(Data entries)
____________________

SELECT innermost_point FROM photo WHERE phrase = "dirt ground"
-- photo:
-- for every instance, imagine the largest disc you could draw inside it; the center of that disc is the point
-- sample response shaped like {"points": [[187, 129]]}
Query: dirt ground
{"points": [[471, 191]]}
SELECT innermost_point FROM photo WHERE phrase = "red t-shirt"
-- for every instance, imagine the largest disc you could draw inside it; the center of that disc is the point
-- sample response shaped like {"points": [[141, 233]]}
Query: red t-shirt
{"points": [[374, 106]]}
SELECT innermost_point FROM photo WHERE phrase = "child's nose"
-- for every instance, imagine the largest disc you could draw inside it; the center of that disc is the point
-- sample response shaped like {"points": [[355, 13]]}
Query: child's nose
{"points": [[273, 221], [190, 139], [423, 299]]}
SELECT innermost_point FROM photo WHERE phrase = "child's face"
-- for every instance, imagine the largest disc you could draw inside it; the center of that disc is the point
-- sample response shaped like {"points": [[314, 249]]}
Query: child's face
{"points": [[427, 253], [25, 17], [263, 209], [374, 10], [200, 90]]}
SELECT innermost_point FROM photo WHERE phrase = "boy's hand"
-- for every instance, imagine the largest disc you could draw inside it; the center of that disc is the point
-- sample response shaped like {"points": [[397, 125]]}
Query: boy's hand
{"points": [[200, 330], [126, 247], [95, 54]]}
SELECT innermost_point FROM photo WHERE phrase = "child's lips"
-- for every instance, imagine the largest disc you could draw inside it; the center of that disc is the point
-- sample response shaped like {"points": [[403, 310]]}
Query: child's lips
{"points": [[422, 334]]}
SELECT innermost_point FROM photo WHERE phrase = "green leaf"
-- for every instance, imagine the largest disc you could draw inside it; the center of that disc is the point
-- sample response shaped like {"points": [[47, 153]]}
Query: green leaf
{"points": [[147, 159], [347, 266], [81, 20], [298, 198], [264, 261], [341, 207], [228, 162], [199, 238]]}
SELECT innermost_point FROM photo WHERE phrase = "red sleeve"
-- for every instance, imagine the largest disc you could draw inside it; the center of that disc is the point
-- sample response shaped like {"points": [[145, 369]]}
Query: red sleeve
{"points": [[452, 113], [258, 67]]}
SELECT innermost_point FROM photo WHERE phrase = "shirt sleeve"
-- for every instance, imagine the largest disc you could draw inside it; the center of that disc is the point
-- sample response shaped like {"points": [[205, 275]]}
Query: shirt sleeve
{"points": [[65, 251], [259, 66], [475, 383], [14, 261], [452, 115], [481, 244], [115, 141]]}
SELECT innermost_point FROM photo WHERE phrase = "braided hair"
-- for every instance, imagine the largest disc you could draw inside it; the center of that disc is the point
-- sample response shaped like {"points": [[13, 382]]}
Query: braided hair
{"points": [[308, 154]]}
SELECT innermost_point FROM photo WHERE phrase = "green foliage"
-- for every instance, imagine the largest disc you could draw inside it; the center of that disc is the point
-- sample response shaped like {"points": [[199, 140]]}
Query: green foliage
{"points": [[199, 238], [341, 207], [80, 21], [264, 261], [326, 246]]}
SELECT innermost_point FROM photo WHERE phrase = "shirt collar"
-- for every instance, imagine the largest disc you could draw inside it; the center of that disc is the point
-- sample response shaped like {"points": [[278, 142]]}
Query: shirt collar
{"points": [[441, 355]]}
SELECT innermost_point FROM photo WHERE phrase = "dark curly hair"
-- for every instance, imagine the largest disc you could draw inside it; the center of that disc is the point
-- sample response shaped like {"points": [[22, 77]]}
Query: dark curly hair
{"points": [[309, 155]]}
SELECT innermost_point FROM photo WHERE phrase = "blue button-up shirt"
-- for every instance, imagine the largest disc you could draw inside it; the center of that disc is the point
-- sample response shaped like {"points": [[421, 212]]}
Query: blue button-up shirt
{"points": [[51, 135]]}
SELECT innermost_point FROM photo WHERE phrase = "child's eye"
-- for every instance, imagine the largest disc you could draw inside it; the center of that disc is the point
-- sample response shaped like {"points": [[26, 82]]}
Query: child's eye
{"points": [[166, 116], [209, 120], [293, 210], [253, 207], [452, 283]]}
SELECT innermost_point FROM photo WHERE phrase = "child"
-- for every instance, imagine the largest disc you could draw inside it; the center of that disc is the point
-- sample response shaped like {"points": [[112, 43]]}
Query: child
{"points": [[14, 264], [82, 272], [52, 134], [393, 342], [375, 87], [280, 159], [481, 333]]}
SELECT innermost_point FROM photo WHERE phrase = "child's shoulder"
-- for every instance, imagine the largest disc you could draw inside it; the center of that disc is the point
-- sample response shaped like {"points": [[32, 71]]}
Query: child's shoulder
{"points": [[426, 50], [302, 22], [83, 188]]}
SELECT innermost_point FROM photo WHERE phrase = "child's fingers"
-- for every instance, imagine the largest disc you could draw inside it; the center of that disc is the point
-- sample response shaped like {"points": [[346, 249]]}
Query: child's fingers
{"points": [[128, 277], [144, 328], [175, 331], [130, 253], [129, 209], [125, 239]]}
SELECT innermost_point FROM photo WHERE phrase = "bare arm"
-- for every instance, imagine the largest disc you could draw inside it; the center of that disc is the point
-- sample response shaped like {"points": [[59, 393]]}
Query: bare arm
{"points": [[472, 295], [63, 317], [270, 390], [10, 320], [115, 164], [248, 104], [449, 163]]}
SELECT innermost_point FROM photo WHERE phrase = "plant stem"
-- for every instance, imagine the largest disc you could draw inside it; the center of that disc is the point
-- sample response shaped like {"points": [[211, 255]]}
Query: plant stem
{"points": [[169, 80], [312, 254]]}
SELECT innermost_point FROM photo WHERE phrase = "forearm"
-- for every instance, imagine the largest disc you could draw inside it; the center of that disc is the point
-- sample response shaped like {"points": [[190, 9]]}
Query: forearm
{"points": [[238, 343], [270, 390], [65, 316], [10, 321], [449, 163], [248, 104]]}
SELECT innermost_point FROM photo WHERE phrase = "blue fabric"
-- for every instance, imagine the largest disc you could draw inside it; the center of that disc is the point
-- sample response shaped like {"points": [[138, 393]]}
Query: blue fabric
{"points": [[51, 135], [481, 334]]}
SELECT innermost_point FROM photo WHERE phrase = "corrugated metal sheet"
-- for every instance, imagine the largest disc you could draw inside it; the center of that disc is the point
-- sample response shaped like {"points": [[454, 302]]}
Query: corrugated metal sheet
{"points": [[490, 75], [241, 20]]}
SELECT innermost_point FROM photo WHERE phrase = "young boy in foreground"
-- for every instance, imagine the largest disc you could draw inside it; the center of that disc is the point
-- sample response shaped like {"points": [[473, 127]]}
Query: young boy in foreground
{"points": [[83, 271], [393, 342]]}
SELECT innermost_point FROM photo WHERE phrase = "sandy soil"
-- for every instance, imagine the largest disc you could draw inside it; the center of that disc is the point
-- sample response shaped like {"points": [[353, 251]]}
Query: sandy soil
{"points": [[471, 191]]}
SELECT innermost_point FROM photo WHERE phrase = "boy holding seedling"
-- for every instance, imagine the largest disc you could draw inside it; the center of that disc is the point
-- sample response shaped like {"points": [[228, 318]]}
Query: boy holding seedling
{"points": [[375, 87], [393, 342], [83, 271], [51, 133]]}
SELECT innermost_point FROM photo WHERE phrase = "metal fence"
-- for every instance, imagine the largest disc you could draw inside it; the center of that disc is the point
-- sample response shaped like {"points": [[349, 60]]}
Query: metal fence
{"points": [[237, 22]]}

____________________

Goal: Print out every record again, exactly and in full.

Solution to this problem:
SELECT innermost_point FROM photo WHERE phrase = "dirt ground"
-- photo:
-- for every instance, imagine the largest disc you could draw inside it; the center of that disc is the point
-- sample response shaped like {"points": [[187, 129]]}
Query: dirt ground
{"points": [[471, 191]]}
SELECT innermost_point FROM photo WHERE phrase = "red t-shirt"
-- for every instance, imagine the largest disc you could draw inside it; the center of that disc is the point
-- sample response shaped like {"points": [[141, 233]]}
Query: red t-shirt
{"points": [[374, 106]]}
SELECT innermost_point FROM photo WHERE phrase = "child's nose"
-- for every instance, imagine the largest disc you could draw inside it; the center of that disc is the point
-- sample response shaped like {"points": [[355, 13]]}
Query: child's nose
{"points": [[273, 221], [190, 139], [423, 299]]}
SELECT innermost_point FROM photo WHERE phrase = "child's face"
-- for every instance, imagine the largest disc you could draw inside it; the center of that disc is the point
-- sample response shaped like {"points": [[314, 249]]}
Query: child's face
{"points": [[427, 253], [25, 17], [263, 209], [374, 10], [200, 90]]}
SELECT innermost_point FROM photo WHERE phrase = "boy's hand"
-- for every instance, imagine the largest disc you could draw inside it; the center of that disc is the point
-- sample response shaped like {"points": [[397, 125]]}
Query: boy's hand
{"points": [[200, 330], [126, 247], [95, 54]]}
SELECT innermost_point FROM photo WHERE phrase = "child's lips"
-- for every instance, imagine the largest disc you could draw inside it; the center of that disc is the point
-- sample response shaped like {"points": [[403, 310]]}
Query: child's lips
{"points": [[422, 334]]}
SELECT innermost_point FROM photo WHERE phrase = "green leaf"
-- for every instance, imagine the largest disc you could draw inside it; the center of that disc is the point
-- sample response shaped like {"points": [[47, 153]]}
Query: green leaf
{"points": [[147, 159], [347, 266], [81, 20], [298, 198], [264, 261], [341, 207], [228, 162], [199, 238]]}
SELECT innermost_point FROM photo WHERE phrase = "red sleeve"
-- for every instance, imagine the largest disc you could draw inside it; the center of that disc is the point
-- sample response shaped like {"points": [[145, 369]]}
Query: red sleeve
{"points": [[452, 113], [258, 67]]}
SELECT innermost_point FROM photo WHERE phrase = "shirt sleeve"
-- for every instance, imagine the largest disc you could draw inside it; the center of that disc is the point
-- sample response shaped like {"points": [[205, 275]]}
Query: shirt sleeve
{"points": [[65, 251], [259, 66], [475, 383], [14, 261], [452, 115], [481, 244], [115, 141]]}
SELECT innermost_point FROM photo WHERE phrase = "braided hair"
-- for every instance, imagine the largest disc you could draw inside it; the center of that disc is the point
-- sample response shaped like {"points": [[13, 382]]}
Query: braided hair
{"points": [[308, 154]]}
SELECT innermost_point FROM photo WHERE phrase = "green foliage"
-- for every instance, imagine the largest disc you could draw inside it; the center of that disc is the point
-- sample response shaped like {"points": [[199, 140]]}
Query: green foliage
{"points": [[199, 238], [341, 207], [80, 21], [264, 261], [326, 246]]}
SELECT innermost_point FROM photo WHERE phrase = "shirt collar"
-- for every instance, imagine the largest disc you could draw inside it; the center of that disc is the point
-- sample response shaped like {"points": [[278, 142]]}
Query: shirt collar
{"points": [[441, 355]]}
SELECT innermost_point FROM photo WHERE phrase = "dark curly hair"
-- for every instance, imagine the largest disc you could draw inside it; the center of that disc is the point
-- sample response shaped like {"points": [[22, 77]]}
Query: dark curly hair
{"points": [[309, 155]]}
SELECT innermost_point FROM photo WHERE phrase = "blue button-up shirt"
-- for every instance, imagine the largest disc you could draw inside it; the center of that disc is the point
-- sample response shaped like {"points": [[421, 212]]}
Query: blue button-up shirt
{"points": [[51, 135]]}
SELECT innermost_point FROM photo WHERE phrase = "child's eye"
-- for every instance, imagine the largest disc you could draw inside it; the center of that disc is the point
-- sample response shaped like {"points": [[26, 82]]}
Query: child's eye
{"points": [[166, 116], [209, 120], [293, 210], [253, 207], [452, 283]]}
SELECT innermost_point FROM photo WHERE phrase = "child"
-- for every instance, imagine the largest disc you could draw inside it; the center of that disc is the point
-- sample response shaped like {"points": [[112, 43]]}
Query: child
{"points": [[14, 264], [82, 272], [52, 134], [393, 342], [375, 87], [280, 159], [481, 333]]}
SELECT innermost_point FROM photo WHERE phrase = "child's shoulder"
-- for every instance, imagine the largest disc you could draw inside it; the center of that disc is the point
-- sample response shaped like {"points": [[32, 71]]}
Query: child's shoulder
{"points": [[426, 50], [302, 22], [83, 188]]}
SELECT innermost_point FROM photo WHERE phrase = "child's fingers"
-- for every instance, imagine the largest disc you could draw inside it; the center of that disc is the point
-- sample response shaped like {"points": [[346, 249]]}
Query: child's fingers
{"points": [[128, 277], [144, 328], [175, 331], [130, 253], [129, 209], [125, 239]]}
SELECT innermost_point FROM photo WHERE phrase = "bare arm"
-- for every instance, imagine the largest disc you could draw inside it; the center of that disc is the point
-- sample response shaped like {"points": [[59, 393]]}
Query: bare arm
{"points": [[472, 295], [63, 317], [270, 390], [10, 320], [115, 164], [248, 104], [449, 163]]}
SELECT innermost_point FROM photo WHERE phrase = "plant stem"
-- for every instance, imagine the largest disc you could draw inside it; the center of that disc is the point
-- sample response shaped like {"points": [[211, 255]]}
Query: plant stem
{"points": [[169, 80], [312, 254]]}
SELECT innermost_point FROM photo WHERE phrase = "forearm"
-- for every instance, imagine the largest disc you could draw inside it; the center of that disc is the point
-- sample response shaped like {"points": [[190, 9]]}
Query: forearm
{"points": [[238, 343], [270, 390], [65, 316], [10, 321], [449, 163], [248, 104]]}
SELECT innermost_point FROM photo WHERE phrase = "blue fabric"
-- for every instance, imagine the largest disc you could draw inside it; the center of that disc is the point
-- sample response shaped like {"points": [[138, 393]]}
Query: blue fabric
{"points": [[51, 135], [481, 334]]}
SELECT innermost_point FROM photo WHERE phrase = "corrugated metal sheet"
-- for every instance, imagine the largest disc you could draw inside it; the center of that disc is the point
-- sample response shaped like {"points": [[454, 302]]}
Query: corrugated metal sheet
{"points": [[490, 75], [241, 20]]}
SELECT innermost_point FROM photo WHERE phrase = "young boy in foreground"
-- for every instance, imagine the largest disc you could draw inside it; the center of that disc is the point
-- sample response shaped like {"points": [[473, 127]]}
Query: young boy in foreground
{"points": [[83, 271], [393, 342]]}
SELECT innermost_point FROM photo WHERE phrase = "sandy soil"
-- for every instance, imagine the largest disc you could draw inside it; the center of that disc is the point
-- sample response shaped like {"points": [[353, 251]]}
Query: sandy soil
{"points": [[471, 191]]}
SELECT innermost_point FROM photo WHERE phrase = "boy holding seedling"
-- for every instance, imagine the largest disc you could draw inside it; the center of that disc is the point
-- sample response shaped like {"points": [[228, 318]]}
Query: boy holding seedling
{"points": [[375, 87], [393, 342], [83, 271], [51, 133]]}
SELECT innermost_point FROM photo WHERE phrase = "metal fence"
-- for every instance, imagine the largest disc you could draw inside it; the center of that disc is the point
-- sample response shaped like {"points": [[349, 60]]}
Query: metal fence
{"points": [[237, 22]]}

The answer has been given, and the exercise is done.